■ EXERCISE INSTRUCTIONS: Recast every line of the records below as a Markdown table with the columns "Row" and "Line". Number each row and leave out blank lines.

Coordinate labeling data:
-----
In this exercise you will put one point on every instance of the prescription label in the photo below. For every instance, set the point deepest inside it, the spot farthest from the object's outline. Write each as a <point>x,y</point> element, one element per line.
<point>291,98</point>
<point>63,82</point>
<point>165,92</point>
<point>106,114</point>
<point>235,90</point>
-----
■ RESULT BELOW:
| Row | Line |
|---|---|
| 1 | In this exercise you will put one point on every instance of the prescription label in the photo below. For every instance, set the point deepest inside it, the spot farthest from the object's outline. Write each as a <point>x,y</point> element, one element per line. |
| 2 | <point>291,98</point> |
| 3 | <point>63,82</point> |
| 4 | <point>165,92</point> |
| 5 | <point>106,114</point> |
| 6 | <point>235,90</point> |